§ ЗАДАНИЯ
a - Ответьте по тексту об оде Ломоносова:
(i) С какой страной воюет Анна Леопольдовна?
(ii) Что стоит за словами «пламенные звуки»?
(iii) В каком году Степан Петрович пересекал края, которые попали в стих?
b - Верны ли эти утверждения по тексту об оде Ломоносова? Ответьте «да» или «нет» и приведите точные слова из текста, которые это решают.
(i) В конце правления Анны Иоанновны шла война с Турцией.
(ii) Елизавета объявляет Брауншвейгскому семейству, что они остаются царями.
(iii) Ода Ломоносова написана на день рождения Елизаветы Петровны.
c - Продолжите текст об оде Ломоносова с того места, на котором он заканчивается.

§ ИСХОДНЫЙ ТЕКСТ
----

Итак, является Елизавета и объявляет «царям» из Брауншвейгского семейства, что они больше не цари, но – жить будут…
«Молчите, пламенные звуки…»
Так представлял Ломоносов политику новой царицы, которая велит молчать «пламенным звукам», то есть войне (в конце правления Анны Иоанновны шла война с Турцией; Анна Леопольдовна воюет со Швецией).
Молчите, пламенные звуки,
И колебать престаньте свет:
Здесь в мире расширять науки
Изволила Елизавет.
Радость Ломоносова, конечно, и радость Крашенинникова: в той же знаменитой ломоносовской «Оде на день восшествия… Елизаветы Петровны» ученый-поэт напоминает новой царице, какими удивительными землями и богатствами она владеет. В стих попадают и те самые края, реки, моря, которые пересекал Степан Петрович в минувшем 1741 году.

----

§ СТРОКИ ДАННЫХ
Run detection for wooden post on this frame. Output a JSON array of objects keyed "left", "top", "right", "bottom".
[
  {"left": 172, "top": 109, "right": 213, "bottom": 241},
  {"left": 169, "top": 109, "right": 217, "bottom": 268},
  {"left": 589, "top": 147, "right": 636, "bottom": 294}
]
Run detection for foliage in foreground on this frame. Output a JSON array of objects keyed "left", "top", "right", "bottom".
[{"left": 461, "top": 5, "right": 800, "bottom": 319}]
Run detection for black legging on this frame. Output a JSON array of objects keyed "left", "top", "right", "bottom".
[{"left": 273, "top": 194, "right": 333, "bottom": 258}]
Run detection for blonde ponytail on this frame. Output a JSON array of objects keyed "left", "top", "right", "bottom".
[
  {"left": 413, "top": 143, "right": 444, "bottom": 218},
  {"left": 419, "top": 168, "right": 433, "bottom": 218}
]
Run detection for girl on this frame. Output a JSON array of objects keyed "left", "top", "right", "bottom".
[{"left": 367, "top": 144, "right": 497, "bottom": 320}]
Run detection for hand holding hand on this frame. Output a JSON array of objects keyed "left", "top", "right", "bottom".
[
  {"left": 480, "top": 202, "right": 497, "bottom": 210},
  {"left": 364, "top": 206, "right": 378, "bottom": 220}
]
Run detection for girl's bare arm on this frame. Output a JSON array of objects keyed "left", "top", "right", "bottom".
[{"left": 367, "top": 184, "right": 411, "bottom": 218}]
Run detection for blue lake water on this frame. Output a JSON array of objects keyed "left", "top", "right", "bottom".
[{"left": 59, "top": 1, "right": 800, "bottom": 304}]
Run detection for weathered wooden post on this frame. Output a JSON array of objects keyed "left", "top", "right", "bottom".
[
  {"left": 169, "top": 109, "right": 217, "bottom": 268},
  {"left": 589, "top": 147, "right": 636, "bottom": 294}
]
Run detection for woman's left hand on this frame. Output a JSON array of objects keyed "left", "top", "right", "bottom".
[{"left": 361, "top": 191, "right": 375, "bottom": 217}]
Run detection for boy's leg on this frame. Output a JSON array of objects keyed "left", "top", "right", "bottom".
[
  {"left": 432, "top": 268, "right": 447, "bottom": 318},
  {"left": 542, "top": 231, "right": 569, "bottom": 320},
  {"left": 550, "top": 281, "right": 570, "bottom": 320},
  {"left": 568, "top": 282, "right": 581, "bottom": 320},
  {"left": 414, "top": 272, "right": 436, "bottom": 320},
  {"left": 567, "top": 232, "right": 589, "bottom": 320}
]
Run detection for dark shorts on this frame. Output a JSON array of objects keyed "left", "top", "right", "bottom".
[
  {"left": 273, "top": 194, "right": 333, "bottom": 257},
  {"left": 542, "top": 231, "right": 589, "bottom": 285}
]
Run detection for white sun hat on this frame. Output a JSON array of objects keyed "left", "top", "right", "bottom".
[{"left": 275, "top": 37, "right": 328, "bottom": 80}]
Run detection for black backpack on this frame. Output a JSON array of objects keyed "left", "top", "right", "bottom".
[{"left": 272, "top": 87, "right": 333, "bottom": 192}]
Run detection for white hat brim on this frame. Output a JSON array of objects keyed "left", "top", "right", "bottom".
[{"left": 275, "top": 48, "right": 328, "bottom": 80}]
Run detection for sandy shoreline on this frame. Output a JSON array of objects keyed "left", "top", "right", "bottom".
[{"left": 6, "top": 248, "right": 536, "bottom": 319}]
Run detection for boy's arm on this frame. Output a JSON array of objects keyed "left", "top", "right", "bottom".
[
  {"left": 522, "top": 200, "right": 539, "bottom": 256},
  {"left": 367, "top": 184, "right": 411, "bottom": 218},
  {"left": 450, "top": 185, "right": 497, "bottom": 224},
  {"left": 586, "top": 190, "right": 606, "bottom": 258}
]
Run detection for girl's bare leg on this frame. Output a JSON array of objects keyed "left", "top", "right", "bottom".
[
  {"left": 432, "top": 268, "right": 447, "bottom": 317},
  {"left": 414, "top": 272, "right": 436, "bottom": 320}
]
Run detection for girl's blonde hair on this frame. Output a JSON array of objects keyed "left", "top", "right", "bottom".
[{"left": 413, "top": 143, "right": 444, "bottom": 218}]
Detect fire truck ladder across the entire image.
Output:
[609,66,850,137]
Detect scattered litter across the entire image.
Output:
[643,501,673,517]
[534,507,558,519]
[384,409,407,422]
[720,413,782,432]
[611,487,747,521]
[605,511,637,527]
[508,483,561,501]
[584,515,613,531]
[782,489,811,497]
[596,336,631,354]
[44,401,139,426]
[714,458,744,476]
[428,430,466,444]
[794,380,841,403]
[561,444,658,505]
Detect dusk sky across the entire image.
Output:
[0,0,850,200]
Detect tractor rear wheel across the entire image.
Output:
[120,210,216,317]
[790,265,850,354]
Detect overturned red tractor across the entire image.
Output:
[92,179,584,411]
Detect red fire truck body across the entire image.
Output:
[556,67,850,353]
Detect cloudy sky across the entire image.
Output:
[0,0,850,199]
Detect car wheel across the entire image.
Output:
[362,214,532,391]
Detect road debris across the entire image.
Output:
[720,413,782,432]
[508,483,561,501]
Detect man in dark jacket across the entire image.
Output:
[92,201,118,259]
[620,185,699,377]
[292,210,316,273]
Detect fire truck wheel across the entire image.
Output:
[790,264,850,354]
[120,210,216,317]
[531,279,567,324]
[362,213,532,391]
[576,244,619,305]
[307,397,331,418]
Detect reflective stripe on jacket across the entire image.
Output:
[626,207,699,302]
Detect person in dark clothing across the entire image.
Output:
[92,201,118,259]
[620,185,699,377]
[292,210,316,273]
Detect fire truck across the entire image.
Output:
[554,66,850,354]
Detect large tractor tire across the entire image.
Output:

----

§ ОТВЕТЫ ПО ЗАДАНИЯМ
a -
(i) Со Швецией.
(ii) Война.
(iii) В 1741 году.

b -
(i) Да: «в конце правления Анны Иоанновны шла война с Турцией».
(ii) Нет: «что они больше не цари».
(iii) Нет: «Оде на день восшествия… Елизаветы Петровны».

c -
Хотя всегдашними снегами
Покрыта северна страна,
Где мерзлыми борей крылами
Твои взвевает знамена,
Но Бог меж льдистыми горами
Велик своими чудесами:
Там Лена чистой быстриной,
Как Нил, народы напояет
И бреги наконец теряет,
Сравнившись морю шириной.
Поэт воображает невообразимую Сибирь:
Охотник где не метил луком,
Секирным земледелец стуком
Поющих птиц не устрашал.
Как положено в поэзии, Ломоносов гиперболизирует, преувеличивает (впрочем, в Петербурге и сто лет спустя верили, будто по улицам Тобольска, Якутска, Иркутска так и бегают соболя!). Однако дело не в скучной точности, а в идее! Новая царица хоть и не знает никакой географии, но по ее приказу «премудрость» скоро должна проникнуть даже в те края, где Крашенинников провел четыре славных года.
Невежество пред ней бледнеет.
Там влажный флота путь белеет
И море тщится уступить:
Колумб российский через воды
Спешит в неведомы народы[2]
Твои щедроты возвестить.
Там, тьмою островов посеян,
Реке подобен океан[3],
Павлина посрамляет вран.
Там тучи разных птиц летают,
Что пестротою превышают
Одежду нежныя весны;
Питаясь в рощах ароматных
И плавая в струях приятных,
Не знают строгия зимы.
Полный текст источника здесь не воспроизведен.